[[ Data to use, beginning ]]
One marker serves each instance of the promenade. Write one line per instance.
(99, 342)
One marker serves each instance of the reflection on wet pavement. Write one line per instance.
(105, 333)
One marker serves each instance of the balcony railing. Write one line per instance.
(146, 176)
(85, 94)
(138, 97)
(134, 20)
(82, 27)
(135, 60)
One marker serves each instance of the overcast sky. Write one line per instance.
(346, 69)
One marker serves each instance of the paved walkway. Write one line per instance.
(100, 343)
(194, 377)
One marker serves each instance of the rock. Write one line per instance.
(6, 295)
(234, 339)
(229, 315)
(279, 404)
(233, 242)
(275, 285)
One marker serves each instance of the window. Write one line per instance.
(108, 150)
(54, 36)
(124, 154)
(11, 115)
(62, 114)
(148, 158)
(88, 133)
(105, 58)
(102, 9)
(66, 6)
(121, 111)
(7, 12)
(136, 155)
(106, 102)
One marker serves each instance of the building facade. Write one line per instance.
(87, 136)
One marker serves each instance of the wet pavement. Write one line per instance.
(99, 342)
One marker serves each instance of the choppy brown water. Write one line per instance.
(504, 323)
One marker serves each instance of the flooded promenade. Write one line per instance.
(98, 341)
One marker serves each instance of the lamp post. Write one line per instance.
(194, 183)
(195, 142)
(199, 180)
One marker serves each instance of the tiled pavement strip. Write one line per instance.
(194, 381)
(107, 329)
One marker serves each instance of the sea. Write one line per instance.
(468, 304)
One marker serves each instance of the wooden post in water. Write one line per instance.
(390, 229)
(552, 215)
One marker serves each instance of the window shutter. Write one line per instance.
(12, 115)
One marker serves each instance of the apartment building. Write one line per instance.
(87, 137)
[[ Data to use, end ]]
[[ Data to use, beginning ]]
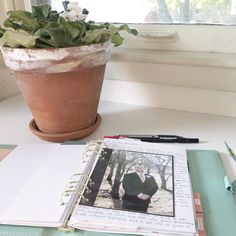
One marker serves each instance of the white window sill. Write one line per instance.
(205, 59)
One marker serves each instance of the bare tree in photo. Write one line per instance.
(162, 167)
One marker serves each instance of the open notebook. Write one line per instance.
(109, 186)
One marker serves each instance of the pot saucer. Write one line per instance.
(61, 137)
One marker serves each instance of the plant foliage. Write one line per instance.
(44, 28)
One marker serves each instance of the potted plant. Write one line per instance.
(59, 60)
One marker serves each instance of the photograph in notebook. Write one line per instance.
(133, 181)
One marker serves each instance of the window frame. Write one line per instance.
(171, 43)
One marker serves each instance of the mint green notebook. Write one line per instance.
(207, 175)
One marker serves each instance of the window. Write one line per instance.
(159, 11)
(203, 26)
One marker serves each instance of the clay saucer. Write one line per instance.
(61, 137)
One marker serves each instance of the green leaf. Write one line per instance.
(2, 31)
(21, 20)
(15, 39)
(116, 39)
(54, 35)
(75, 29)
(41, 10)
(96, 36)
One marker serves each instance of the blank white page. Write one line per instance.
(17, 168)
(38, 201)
[[ Data to use, end ]]
[[ Data to use, beginning ]]
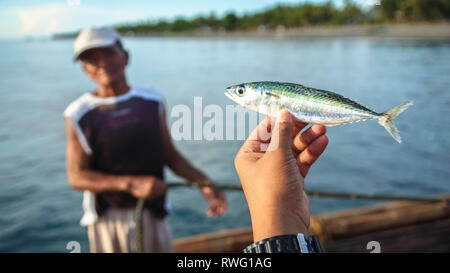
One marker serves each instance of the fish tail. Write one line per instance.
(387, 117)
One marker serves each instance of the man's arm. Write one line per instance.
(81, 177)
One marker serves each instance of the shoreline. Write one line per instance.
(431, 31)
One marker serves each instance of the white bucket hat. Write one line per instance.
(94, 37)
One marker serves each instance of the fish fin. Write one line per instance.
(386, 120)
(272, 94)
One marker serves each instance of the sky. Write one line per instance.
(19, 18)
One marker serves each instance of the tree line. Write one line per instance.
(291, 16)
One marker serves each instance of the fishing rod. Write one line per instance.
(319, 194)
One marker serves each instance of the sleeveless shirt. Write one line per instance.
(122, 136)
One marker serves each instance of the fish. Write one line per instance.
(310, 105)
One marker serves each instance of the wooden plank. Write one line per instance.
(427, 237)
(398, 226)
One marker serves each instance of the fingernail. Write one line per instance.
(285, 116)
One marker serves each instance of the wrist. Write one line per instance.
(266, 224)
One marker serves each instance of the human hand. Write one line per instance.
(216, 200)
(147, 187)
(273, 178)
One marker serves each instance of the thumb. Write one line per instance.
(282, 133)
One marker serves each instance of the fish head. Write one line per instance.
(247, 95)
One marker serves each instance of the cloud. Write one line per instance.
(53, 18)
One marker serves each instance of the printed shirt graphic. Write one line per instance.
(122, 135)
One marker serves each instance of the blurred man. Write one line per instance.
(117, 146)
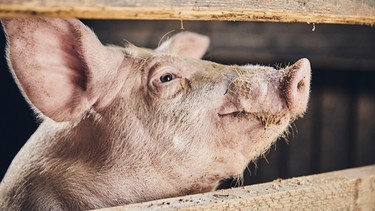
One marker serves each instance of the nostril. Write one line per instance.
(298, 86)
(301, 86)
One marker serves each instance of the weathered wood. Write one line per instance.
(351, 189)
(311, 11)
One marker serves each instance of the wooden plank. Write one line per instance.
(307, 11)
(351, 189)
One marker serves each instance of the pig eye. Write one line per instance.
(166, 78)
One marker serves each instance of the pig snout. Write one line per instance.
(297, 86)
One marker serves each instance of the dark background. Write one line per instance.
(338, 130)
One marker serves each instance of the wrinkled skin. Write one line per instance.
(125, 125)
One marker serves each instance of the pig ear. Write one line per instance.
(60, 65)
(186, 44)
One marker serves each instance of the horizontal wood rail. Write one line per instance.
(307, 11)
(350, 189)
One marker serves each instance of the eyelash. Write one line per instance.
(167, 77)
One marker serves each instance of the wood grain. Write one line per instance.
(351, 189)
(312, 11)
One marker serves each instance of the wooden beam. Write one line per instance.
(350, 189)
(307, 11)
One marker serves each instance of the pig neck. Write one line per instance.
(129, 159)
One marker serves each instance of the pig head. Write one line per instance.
[[ Data to use, end ]]
# Task statement
Given the records above, reproduce precisely and only the lines between the line holding "One marker serves each instance of the wooden beam." and the line holding "One marker serves each instance of the pig head.", inclusive.

# Answer
One marker serves each instance of the wooden beam. Write one line per instance.
(350, 189)
(307, 11)
One marker serves each instance of the pig neck. Write one line per instance.
(129, 159)
One marker serves each instance of the pig head. Write one line per instance.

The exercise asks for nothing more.